> _What needs to be done_
Count the lines in the data below that contain the string "neighboring", and give only that number.

Coordinate annotation data
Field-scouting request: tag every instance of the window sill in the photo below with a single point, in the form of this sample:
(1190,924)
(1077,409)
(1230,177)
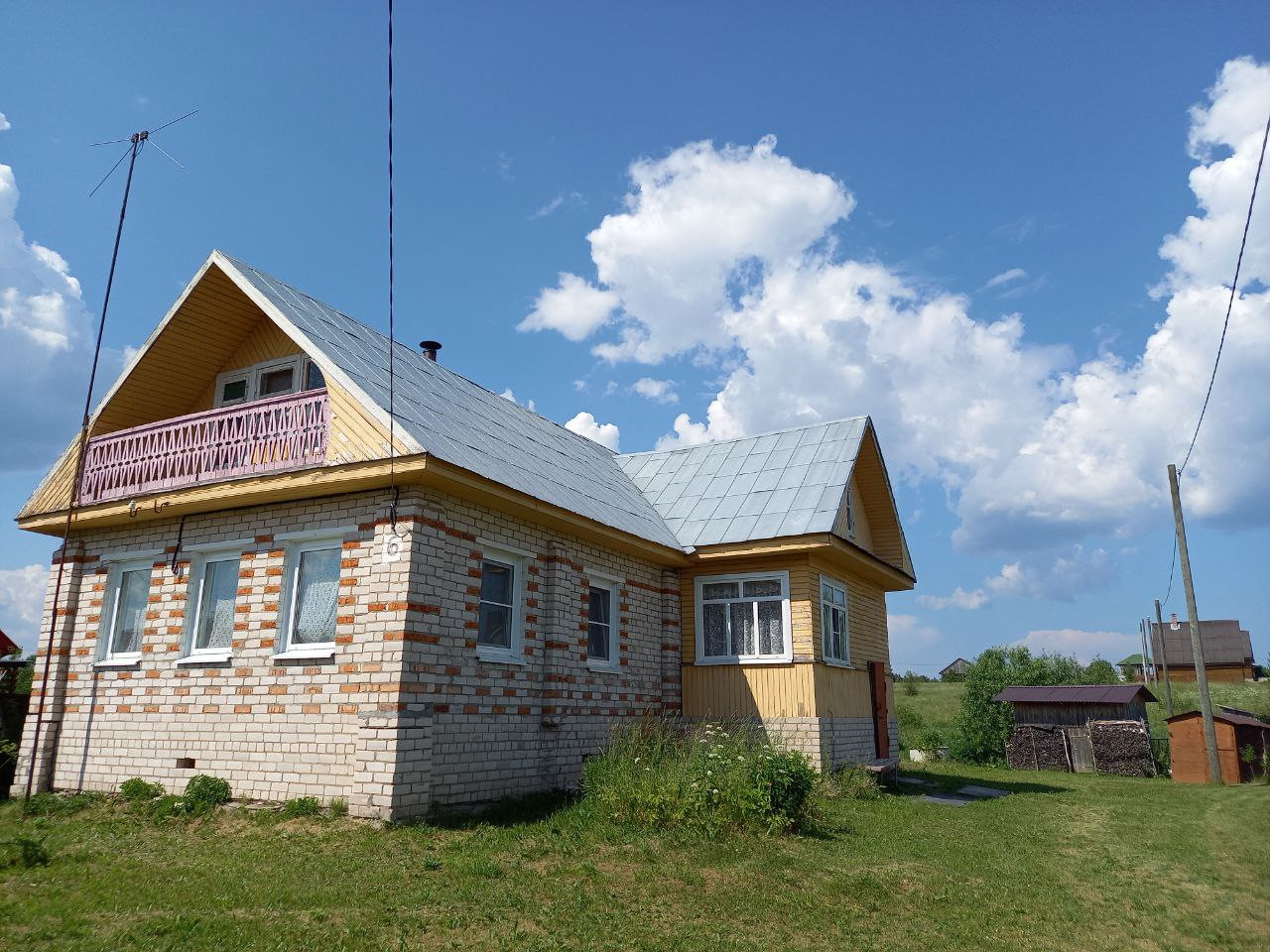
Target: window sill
(108,662)
(497,656)
(772,658)
(324,653)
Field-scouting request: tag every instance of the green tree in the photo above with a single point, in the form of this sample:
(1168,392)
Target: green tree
(1100,671)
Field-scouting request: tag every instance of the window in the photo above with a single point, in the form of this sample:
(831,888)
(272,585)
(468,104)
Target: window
(743,619)
(128,612)
(268,379)
(602,649)
(314,592)
(213,610)
(833,622)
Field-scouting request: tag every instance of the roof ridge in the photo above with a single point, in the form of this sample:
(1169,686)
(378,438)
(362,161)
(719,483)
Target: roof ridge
(411,350)
(753,435)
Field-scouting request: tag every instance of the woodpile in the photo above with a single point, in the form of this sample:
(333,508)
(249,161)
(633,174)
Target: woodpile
(1038,748)
(1121,748)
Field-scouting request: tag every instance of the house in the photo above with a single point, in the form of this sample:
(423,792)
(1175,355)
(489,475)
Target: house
(1236,730)
(239,598)
(1227,651)
(1080,728)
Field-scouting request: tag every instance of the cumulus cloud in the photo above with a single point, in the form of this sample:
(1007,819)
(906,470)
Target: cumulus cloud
(1084,645)
(45,343)
(960,598)
(575,307)
(731,250)
(603,433)
(22,602)
(658,390)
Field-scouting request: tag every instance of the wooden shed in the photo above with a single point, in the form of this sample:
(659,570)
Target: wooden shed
(1233,733)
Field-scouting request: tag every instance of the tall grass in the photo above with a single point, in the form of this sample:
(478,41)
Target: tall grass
(708,777)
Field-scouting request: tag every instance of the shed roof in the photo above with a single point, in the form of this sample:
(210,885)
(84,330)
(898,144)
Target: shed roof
(1076,694)
(460,421)
(1223,639)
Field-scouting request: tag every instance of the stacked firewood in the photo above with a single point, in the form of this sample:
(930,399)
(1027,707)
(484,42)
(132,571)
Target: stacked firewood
(1037,748)
(1121,748)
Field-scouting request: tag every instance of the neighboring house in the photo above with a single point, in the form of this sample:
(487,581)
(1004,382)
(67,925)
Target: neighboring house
(1227,651)
(1080,728)
(238,599)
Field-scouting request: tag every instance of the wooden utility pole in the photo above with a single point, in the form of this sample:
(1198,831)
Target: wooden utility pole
(1206,705)
(1169,687)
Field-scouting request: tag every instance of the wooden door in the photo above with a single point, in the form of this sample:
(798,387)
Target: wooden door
(881,726)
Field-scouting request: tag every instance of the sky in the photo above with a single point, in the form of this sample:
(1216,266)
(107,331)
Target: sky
(1005,232)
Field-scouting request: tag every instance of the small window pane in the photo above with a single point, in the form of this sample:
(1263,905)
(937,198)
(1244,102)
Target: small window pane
(742,627)
(317,593)
(495,583)
(216,606)
(130,616)
(716,630)
(232,391)
(719,589)
(494,626)
(598,606)
(771,640)
(763,588)
(597,642)
(280,381)
(314,379)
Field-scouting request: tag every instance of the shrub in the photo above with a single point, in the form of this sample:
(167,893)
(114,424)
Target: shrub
(137,789)
(302,806)
(703,777)
(204,792)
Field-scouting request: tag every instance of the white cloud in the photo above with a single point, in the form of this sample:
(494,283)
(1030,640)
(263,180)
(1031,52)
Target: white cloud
(22,603)
(603,433)
(575,307)
(1086,645)
(659,390)
(733,250)
(960,598)
(1005,278)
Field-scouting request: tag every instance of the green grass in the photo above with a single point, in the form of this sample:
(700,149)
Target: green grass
(1067,862)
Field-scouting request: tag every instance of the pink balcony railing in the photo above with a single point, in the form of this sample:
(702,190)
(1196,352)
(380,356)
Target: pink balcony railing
(267,435)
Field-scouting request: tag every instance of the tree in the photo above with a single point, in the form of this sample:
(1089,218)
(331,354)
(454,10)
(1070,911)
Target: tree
(1100,671)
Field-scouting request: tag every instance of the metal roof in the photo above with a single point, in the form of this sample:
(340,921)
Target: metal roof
(1076,694)
(1224,643)
(460,421)
(779,484)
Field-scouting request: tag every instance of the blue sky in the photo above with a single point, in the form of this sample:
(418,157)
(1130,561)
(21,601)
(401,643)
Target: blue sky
(956,227)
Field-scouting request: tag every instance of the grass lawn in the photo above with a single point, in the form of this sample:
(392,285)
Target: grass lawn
(1067,862)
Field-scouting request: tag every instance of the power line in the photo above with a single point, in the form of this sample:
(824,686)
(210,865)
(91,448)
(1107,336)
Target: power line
(1229,303)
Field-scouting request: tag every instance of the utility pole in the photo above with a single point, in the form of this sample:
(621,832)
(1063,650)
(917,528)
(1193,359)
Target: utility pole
(1206,705)
(1169,687)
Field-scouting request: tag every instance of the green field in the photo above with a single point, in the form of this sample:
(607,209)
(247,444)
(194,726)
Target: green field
(1067,862)
(938,703)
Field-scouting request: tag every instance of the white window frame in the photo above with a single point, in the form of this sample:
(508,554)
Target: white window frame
(298,544)
(846,622)
(785,656)
(299,365)
(515,652)
(107,655)
(613,662)
(200,557)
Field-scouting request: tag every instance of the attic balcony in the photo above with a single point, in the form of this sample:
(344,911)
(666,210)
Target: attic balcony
(276,434)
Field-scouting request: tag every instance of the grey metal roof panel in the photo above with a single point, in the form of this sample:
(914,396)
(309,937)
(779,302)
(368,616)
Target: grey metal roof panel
(460,421)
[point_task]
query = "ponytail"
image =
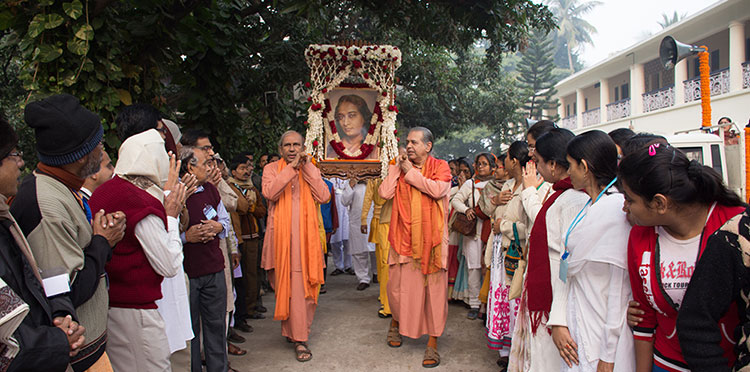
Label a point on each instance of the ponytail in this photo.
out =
(663, 169)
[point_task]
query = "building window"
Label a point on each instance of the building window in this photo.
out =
(714, 61)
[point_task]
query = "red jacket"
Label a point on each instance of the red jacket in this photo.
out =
(659, 320)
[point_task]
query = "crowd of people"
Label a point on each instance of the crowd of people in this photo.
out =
(590, 252)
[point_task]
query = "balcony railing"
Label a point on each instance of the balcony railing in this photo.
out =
(569, 122)
(719, 82)
(618, 109)
(658, 99)
(591, 117)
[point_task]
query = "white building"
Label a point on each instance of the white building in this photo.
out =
(632, 89)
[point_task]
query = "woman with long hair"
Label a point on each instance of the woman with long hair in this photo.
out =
(509, 228)
(458, 277)
(465, 201)
(594, 264)
(532, 348)
(676, 204)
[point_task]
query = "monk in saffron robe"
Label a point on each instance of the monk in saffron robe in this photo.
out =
(417, 275)
(292, 250)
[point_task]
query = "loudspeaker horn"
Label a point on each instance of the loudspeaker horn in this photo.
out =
(672, 51)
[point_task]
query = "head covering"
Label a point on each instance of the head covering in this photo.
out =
(143, 155)
(8, 138)
(174, 129)
(65, 130)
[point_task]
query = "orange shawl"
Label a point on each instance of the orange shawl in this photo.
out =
(311, 252)
(417, 220)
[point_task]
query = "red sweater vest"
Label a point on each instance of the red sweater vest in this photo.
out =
(659, 320)
(203, 258)
(133, 283)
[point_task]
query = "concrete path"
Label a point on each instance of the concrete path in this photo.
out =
(347, 335)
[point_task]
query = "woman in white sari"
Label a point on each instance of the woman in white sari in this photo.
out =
(594, 264)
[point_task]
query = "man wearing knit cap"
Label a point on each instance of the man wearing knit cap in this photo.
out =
(70, 243)
(34, 339)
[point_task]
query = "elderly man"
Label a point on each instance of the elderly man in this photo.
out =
(417, 275)
(208, 223)
(150, 251)
(70, 243)
(292, 250)
(34, 328)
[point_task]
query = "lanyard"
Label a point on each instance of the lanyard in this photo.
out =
(581, 215)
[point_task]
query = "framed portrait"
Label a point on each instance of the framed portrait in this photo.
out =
(352, 114)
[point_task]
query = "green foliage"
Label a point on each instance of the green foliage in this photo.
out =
(231, 66)
(536, 77)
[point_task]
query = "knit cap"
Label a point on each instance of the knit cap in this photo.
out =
(65, 130)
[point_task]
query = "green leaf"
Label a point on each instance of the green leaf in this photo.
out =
(79, 47)
(53, 20)
(36, 26)
(85, 32)
(73, 9)
(47, 53)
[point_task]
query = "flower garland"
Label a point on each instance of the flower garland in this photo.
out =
(705, 87)
(329, 66)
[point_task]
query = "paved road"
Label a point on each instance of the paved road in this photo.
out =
(347, 335)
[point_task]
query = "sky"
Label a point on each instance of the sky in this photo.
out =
(622, 23)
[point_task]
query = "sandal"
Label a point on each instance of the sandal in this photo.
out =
(303, 354)
(502, 362)
(394, 338)
(235, 350)
(430, 354)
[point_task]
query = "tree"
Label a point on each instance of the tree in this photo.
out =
(572, 27)
(536, 78)
(231, 66)
(667, 21)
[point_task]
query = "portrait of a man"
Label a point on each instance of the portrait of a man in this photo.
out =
(352, 113)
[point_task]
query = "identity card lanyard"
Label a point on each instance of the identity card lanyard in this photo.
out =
(579, 217)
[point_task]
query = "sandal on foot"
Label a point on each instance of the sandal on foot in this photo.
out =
(394, 338)
(430, 354)
(235, 350)
(303, 352)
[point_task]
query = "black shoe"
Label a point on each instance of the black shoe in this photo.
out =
(242, 327)
(256, 316)
(234, 337)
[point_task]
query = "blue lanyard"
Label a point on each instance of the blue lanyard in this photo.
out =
(581, 215)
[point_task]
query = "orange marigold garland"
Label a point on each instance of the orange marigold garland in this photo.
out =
(705, 87)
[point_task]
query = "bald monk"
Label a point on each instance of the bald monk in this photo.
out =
(292, 250)
(417, 274)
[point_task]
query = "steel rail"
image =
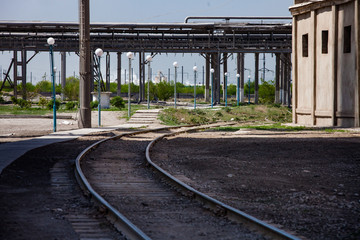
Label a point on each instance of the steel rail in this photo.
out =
(227, 210)
(120, 221)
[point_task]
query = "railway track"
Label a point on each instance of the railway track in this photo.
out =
(152, 204)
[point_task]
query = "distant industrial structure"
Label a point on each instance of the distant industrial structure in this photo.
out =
(325, 62)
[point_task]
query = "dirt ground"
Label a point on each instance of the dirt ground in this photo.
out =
(15, 129)
(307, 183)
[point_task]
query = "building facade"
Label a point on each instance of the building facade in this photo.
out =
(326, 81)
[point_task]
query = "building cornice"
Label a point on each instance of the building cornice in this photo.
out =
(312, 5)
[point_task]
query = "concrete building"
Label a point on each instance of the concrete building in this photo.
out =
(326, 79)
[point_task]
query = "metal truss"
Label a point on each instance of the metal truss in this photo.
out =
(228, 37)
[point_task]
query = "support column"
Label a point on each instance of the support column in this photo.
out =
(256, 90)
(182, 74)
(334, 47)
(143, 77)
(207, 78)
(217, 77)
(313, 68)
(277, 79)
(92, 73)
(84, 69)
(286, 79)
(289, 81)
(295, 70)
(357, 74)
(282, 79)
(15, 73)
(63, 74)
(118, 74)
(107, 72)
(224, 71)
(242, 75)
(23, 72)
(203, 81)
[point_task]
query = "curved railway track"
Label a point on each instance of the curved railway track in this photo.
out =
(140, 203)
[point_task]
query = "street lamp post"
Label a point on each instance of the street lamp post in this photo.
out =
(175, 64)
(130, 56)
(51, 42)
(237, 89)
(195, 70)
(149, 59)
(226, 75)
(212, 87)
(99, 52)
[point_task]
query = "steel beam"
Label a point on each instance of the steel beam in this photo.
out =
(85, 63)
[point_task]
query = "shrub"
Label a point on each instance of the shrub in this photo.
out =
(51, 103)
(70, 105)
(71, 89)
(43, 86)
(14, 99)
(118, 102)
(43, 102)
(266, 92)
(23, 103)
(113, 87)
(94, 104)
(164, 90)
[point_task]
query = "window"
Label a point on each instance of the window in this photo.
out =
(305, 45)
(324, 40)
(347, 39)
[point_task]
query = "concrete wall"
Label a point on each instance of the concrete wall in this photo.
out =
(346, 71)
(304, 73)
(326, 84)
(324, 64)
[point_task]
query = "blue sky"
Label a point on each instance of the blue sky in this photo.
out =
(137, 11)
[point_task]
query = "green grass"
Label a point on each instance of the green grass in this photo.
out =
(35, 110)
(272, 127)
(241, 114)
(331, 130)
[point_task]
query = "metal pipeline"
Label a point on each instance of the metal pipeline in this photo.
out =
(227, 18)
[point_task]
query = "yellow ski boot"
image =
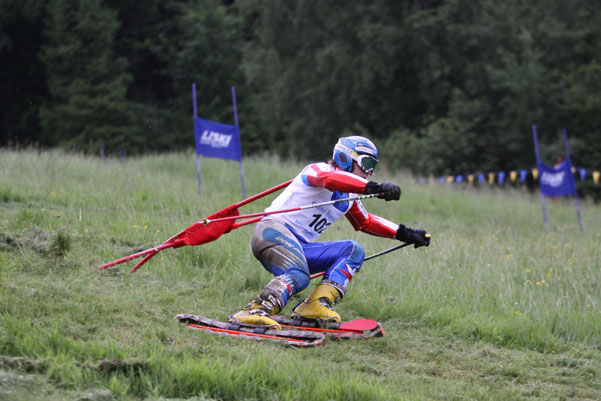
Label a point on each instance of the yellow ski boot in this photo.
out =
(260, 310)
(319, 305)
(255, 314)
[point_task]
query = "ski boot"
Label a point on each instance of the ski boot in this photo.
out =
(318, 305)
(259, 311)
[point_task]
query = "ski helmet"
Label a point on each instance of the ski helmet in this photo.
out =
(356, 148)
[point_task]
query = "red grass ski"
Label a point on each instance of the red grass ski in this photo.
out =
(305, 333)
(360, 328)
(295, 338)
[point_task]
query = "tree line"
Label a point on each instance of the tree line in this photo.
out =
(442, 86)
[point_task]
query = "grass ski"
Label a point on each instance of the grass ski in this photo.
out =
(295, 332)
(360, 328)
(297, 338)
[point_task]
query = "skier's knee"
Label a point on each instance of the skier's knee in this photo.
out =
(356, 253)
(299, 279)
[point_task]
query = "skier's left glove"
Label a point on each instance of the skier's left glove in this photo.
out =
(416, 236)
(387, 190)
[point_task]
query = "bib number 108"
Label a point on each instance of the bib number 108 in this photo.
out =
(319, 224)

> _Response_
2